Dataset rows
== == ==

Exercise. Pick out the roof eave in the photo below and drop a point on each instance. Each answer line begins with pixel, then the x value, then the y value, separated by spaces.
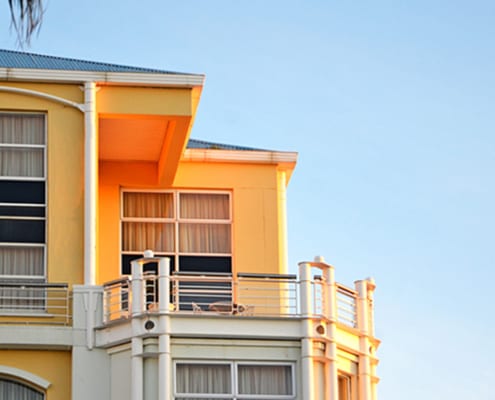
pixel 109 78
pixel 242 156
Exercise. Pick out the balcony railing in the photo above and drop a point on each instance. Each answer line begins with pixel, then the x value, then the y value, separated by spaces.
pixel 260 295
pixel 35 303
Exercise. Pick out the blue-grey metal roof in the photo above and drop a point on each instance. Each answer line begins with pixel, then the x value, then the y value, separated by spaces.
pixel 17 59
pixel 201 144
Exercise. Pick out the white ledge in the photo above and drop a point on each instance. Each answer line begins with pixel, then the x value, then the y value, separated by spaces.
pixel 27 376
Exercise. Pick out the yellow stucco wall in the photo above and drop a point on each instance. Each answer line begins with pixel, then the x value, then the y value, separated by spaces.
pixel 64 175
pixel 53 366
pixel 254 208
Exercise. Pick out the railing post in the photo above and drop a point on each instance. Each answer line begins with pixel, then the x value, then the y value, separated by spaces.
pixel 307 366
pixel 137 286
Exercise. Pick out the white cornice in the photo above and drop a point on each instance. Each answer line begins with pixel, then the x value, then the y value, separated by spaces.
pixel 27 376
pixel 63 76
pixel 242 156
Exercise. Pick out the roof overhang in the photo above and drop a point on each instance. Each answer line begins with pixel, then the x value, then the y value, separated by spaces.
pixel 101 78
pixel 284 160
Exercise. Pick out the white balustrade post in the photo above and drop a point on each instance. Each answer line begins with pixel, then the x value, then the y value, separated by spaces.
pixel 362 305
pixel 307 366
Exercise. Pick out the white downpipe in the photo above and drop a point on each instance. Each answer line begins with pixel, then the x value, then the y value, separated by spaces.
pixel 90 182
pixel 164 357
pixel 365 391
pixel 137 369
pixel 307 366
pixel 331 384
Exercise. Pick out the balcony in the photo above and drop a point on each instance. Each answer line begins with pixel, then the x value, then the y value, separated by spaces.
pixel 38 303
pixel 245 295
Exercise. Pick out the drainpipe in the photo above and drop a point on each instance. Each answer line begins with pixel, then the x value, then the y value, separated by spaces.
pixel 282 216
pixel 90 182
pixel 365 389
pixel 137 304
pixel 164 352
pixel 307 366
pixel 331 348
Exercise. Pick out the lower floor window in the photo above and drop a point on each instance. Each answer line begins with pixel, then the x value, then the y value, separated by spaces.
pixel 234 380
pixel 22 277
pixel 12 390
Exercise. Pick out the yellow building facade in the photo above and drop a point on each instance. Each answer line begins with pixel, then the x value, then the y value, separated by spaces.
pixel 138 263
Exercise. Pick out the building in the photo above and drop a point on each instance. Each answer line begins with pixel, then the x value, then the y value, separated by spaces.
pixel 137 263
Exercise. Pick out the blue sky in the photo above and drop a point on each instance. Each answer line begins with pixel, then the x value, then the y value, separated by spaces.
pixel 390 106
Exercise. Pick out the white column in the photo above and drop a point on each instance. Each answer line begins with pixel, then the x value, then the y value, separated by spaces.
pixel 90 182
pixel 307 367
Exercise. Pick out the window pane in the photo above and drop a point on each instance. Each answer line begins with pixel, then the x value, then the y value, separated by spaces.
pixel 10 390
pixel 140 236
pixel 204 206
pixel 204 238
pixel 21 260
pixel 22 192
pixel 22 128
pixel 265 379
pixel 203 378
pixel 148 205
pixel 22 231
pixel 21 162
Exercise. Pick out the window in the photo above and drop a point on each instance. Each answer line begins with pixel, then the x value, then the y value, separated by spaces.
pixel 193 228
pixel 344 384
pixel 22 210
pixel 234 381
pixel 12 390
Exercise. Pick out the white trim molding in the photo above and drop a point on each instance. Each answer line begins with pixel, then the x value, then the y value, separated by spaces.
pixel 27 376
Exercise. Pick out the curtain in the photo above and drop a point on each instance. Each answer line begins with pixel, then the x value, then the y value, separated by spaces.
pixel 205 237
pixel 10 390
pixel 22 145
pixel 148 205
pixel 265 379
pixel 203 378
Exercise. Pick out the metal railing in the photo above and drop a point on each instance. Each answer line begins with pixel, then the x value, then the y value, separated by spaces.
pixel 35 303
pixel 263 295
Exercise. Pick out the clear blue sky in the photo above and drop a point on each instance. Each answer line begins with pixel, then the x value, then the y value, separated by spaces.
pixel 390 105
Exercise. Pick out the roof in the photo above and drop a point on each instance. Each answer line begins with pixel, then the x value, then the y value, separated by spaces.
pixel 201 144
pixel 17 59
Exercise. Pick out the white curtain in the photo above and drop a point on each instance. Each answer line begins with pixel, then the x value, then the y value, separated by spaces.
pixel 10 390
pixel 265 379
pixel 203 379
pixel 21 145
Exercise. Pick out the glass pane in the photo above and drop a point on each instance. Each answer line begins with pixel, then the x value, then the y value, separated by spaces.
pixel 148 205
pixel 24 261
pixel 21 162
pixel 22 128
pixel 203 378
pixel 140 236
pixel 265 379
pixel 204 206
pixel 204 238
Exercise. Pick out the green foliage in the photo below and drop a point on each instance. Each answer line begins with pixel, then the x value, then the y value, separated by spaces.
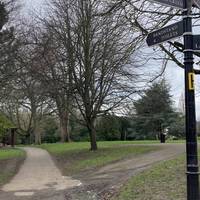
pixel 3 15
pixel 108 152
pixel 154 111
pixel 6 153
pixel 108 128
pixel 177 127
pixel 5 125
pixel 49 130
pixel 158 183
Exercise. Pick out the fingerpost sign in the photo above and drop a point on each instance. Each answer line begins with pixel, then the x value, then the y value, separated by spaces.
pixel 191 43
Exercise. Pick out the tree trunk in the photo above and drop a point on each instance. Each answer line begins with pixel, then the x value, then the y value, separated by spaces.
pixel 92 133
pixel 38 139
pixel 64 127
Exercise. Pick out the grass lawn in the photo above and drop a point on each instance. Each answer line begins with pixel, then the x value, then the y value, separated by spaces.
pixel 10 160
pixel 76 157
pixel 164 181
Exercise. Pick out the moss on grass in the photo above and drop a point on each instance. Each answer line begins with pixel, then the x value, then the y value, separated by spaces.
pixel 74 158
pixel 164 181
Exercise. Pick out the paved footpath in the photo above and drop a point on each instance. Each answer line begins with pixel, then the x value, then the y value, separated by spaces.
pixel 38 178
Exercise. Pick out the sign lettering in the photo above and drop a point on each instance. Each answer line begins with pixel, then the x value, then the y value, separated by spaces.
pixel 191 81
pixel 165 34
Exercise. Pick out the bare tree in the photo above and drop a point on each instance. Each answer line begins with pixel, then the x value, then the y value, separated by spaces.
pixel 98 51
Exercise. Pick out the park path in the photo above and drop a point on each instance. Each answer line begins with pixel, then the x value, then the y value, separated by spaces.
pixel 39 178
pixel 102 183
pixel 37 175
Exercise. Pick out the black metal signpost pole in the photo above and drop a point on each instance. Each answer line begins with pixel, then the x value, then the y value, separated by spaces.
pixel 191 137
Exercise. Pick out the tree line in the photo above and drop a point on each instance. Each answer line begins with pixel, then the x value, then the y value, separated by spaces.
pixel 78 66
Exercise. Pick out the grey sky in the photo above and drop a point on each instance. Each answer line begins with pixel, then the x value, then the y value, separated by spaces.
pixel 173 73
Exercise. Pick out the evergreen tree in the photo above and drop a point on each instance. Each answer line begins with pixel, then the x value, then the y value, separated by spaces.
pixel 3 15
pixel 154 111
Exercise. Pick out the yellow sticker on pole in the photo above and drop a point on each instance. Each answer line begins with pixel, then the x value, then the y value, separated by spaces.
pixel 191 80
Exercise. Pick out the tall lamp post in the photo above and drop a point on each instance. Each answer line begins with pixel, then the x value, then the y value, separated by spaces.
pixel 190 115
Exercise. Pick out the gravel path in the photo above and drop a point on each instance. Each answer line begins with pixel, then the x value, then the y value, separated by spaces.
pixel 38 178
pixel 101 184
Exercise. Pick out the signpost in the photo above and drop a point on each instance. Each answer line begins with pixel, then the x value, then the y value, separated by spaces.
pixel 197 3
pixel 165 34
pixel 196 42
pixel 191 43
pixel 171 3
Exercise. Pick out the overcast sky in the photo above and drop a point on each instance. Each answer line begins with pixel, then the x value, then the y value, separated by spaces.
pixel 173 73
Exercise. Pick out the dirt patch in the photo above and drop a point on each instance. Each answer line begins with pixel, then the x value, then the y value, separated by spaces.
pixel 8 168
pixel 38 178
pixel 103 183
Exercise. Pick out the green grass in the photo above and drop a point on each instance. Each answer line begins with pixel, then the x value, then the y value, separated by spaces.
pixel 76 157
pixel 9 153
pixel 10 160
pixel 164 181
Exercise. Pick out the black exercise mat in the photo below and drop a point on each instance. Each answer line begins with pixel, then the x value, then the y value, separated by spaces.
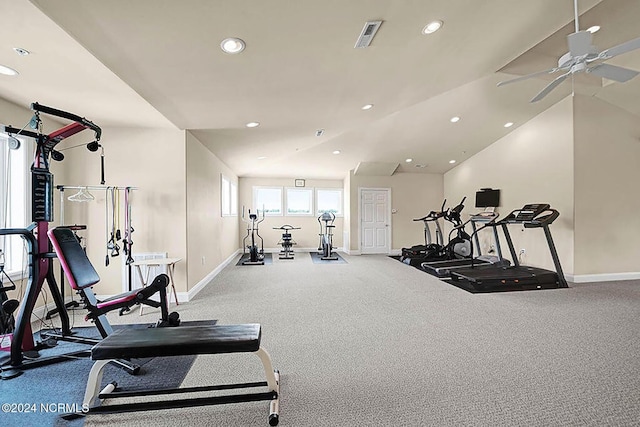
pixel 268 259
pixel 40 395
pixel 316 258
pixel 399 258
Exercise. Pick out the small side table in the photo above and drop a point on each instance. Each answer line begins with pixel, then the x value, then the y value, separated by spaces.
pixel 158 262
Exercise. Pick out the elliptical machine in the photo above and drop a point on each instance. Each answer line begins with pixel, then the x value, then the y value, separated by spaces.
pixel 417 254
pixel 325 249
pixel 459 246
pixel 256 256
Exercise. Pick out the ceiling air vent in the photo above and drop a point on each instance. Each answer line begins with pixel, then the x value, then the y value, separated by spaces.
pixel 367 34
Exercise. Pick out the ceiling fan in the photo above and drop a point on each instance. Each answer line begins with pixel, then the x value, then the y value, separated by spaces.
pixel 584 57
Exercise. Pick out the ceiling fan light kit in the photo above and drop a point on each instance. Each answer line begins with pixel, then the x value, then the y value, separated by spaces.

== == ==

WORK REQUIRED => Copy out, word for word, the part of the data that opens with its first line and closes with the line containing "pixel 284 160", including both of those lines. Omit the pictures from your answer.

TASK SOLUTION =>
Exercise. Pick out the roof eave in the photo below and drop a point on each instance. Each answer line begins with pixel, then the x value, then the y value, separated by spaces.
pixel 109 78
pixel 242 156
Exercise. Pick out the balcony railing in the photo above and drop a point on each instance. Each answer line begins with pixel, then the x value, then the y value, separated by spaces.
pixel 260 295
pixel 35 303
Exercise. Pick out the blue-grey metal roof in the photo above and drop a point on each instance. Each answer line begins with pixel, then the x value, then the y value, separated by spaces.
pixel 17 59
pixel 201 144
Exercise. Pick out the white ledge in the photo above and drop a point on each instance. Each answer line begins with pixel, then the x value, then the y value, separated by spaces.
pixel 27 376
Exercise. Pick out the yellow stucco wall in the photo above and drop a point on each instance. Each answer line begins with pixel, then the x value, then the y value, separated by spaces.
pixel 64 175
pixel 53 366
pixel 254 208
Exercise. Pick out the railing post in the photo above and drop a point on each instance. Each answer line begins with pixel, then the x value, then the y value, separated by spaces.
pixel 307 366
pixel 137 286
Exercise. Pick out the white cornice in the photo above and drop a point on each instance. Each answer line begins with pixel, then the x value, then the y value, separated by spaces.
pixel 27 376
pixel 63 76
pixel 242 156
Exercise. Pick out the roof overhang in the photo above and drop a point on each instance. Each answer line begins with pixel, then the x value, then the y value, separated by spaces.
pixel 101 78
pixel 284 160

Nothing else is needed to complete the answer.